— Short task —
Rename "pointer" to "marker" throughout these lines and leave every other word unchanged. Omit the pictures from your answer.

— start of Information shown —

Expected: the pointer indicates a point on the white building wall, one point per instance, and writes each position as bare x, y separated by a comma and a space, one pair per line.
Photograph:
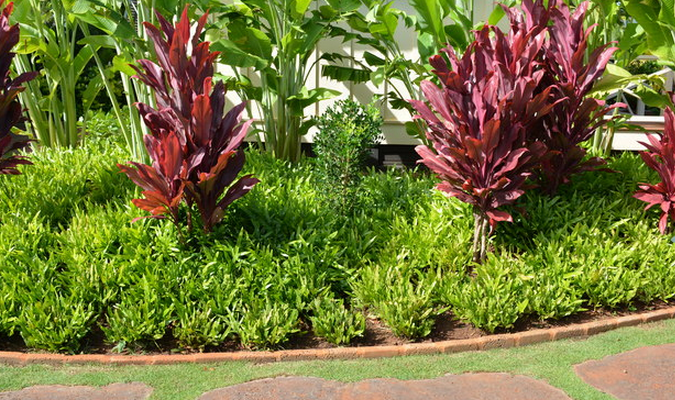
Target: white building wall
393, 129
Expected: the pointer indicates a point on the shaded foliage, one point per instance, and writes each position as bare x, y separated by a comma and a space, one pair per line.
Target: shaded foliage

— end of Information shown —

— Worked solution —
Expected: the marker indicates a point on the white building wall, one point per instance, and writes each position as bare x, y separated by a comma and a space, one pair per line.
Photograph:
Target: white building wall
393, 129
Expected: the marker indicates a point on the shaded foliage, one point per instance, and writes each position as bare x, y separated by a comma and a space, one pair per line.
Target: shaded foliage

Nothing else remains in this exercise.